## AIM
Present the lines below as a Markdown table with two columns, Row and Line: number each line in Row and put the line itself in Line. Skip any blank lines.

## DATASET CONTENT
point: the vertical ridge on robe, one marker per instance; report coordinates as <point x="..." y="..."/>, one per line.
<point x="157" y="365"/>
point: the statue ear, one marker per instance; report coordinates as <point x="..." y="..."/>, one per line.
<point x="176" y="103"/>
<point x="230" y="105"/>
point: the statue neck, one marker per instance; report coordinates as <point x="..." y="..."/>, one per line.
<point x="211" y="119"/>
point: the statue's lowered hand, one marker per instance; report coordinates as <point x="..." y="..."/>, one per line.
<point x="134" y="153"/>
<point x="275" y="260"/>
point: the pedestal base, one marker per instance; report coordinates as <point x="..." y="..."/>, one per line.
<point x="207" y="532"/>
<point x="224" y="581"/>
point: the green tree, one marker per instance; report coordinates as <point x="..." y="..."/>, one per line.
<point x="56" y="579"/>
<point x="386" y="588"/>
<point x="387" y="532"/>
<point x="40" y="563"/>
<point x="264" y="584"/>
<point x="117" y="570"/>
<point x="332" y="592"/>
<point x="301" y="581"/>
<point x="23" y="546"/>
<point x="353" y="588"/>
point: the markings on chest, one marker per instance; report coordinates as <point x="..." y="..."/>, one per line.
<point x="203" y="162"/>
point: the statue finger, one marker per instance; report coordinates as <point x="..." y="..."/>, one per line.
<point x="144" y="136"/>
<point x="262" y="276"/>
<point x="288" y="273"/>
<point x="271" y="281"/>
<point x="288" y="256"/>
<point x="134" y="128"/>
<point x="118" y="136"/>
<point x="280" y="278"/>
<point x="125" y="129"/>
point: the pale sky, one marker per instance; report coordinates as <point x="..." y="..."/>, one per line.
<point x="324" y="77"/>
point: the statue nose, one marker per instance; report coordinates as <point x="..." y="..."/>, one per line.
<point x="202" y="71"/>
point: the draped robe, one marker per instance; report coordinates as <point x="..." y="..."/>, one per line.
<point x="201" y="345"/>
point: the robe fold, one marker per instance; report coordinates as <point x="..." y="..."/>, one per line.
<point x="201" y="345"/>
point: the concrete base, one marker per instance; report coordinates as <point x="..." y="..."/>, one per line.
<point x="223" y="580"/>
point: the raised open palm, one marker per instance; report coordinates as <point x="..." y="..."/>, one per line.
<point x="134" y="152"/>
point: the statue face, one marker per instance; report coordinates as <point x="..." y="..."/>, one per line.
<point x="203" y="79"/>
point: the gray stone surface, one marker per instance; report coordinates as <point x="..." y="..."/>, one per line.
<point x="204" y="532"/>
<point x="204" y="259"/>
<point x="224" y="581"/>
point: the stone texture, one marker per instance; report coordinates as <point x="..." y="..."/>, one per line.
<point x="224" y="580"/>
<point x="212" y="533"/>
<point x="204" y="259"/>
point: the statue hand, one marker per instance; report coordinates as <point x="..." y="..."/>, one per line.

## THE RESPONSE
| Row | Line |
|---|---|
| 1 | point: the vertical ridge on robe, one marker per instance; report coordinates as <point x="..." y="..."/>, one per line. |
| 2 | <point x="157" y="365"/> |
| 3 | point: the statue ear, one marker per instance; report coordinates as <point x="..." y="..."/>, one per line. |
| 4 | <point x="176" y="103"/> |
| 5 | <point x="230" y="105"/> |
| 6 | point: the statue neck, one marker per instance; report coordinates as <point x="..." y="..."/>, one per line. |
| 7 | <point x="211" y="119"/> |
| 8 | point: the statue's lowered hand, one marker per instance; report coordinates as <point x="..." y="..."/>, one per line. |
| 9 | <point x="134" y="153"/> |
| 10 | <point x="275" y="260"/> |
| 11 | point: the pedestal base, one marker per instance; report coordinates as <point x="..." y="..."/>, one per line. |
| 12 | <point x="207" y="532"/> |
| 13 | <point x="224" y="581"/> |
| 14 | point: the green tree, one marker per instance; report coordinates as <point x="..." y="..."/>, one per line. |
| 15 | <point x="56" y="579"/> |
| 16 | <point x="386" y="588"/> |
| 17 | <point x="387" y="532"/> |
| 18 | <point x="40" y="563"/> |
| 19 | <point x="264" y="584"/> |
| 20 | <point x="117" y="570"/> |
| 21 | <point x="332" y="592"/> |
| 22 | <point x="301" y="581"/> |
| 23 | <point x="23" y="546"/> |
| 24 | <point x="353" y="588"/> |
| 25 | point: the markings on chest, one marker per instance; report coordinates as <point x="..." y="..."/>, one per line. |
| 26 | <point x="203" y="162"/> |
| 27 | point: the statue finger, one marker per instance; report coordinates as <point x="..." y="..."/>, one per line. |
| 28 | <point x="144" y="136"/> |
| 29 | <point x="262" y="276"/> |
| 30 | <point x="288" y="273"/> |
| 31 | <point x="271" y="281"/> |
| 32 | <point x="288" y="256"/> |
| 33 | <point x="134" y="128"/> |
| 34 | <point x="118" y="136"/> |
| 35 | <point x="280" y="278"/> |
| 36 | <point x="125" y="129"/> |
| 37 | point: the pale sky, one marker per instance; report coordinates as <point x="..." y="..."/>, one per line. |
| 38 | <point x="324" y="77"/> |
| 39 | point: the statue nose, one marker per instance; report coordinates as <point x="..." y="..."/>, one per line. |
| 40 | <point x="202" y="71"/> |
| 41 | point: the draped robe, one marker per instance; report coordinates as <point x="..." y="..."/>, one per line. |
| 42 | <point x="201" y="345"/> |
| 43 | point: the robe fold, one marker per instance; report coordinates as <point x="..." y="..."/>, one per line. |
| 44 | <point x="201" y="345"/> |
| 45 | point: the concrete base, one marker per instance; report coordinates as <point x="..." y="..."/>, one per line. |
| 46 | <point x="223" y="580"/> |
| 47 | point: the raised open palm, one marker per instance; report coordinates as <point x="..." y="..."/>, one per line. |
| 48 | <point x="134" y="152"/> |
| 49 | point: the statue face, one marker per instance; report coordinates as <point x="..." y="..."/>, one per line. |
| 50 | <point x="203" y="79"/> |
| 51 | point: the gray stone surface, one marker per instance; report coordinates as <point x="..." y="..."/>, one per line. |
| 52 | <point x="204" y="532"/> |
| 53 | <point x="204" y="259"/> |
| 54 | <point x="224" y="581"/> |
| 55 | point: the stone texture, one marker per instance; report coordinates as <point x="..." y="..."/>, one per line. |
| 56 | <point x="224" y="580"/> |
| 57 | <point x="212" y="533"/> |
| 58 | <point x="204" y="259"/> |
| 59 | point: the statue hand, one marker per instance; report coordinates as <point x="..." y="..."/>, one per line. |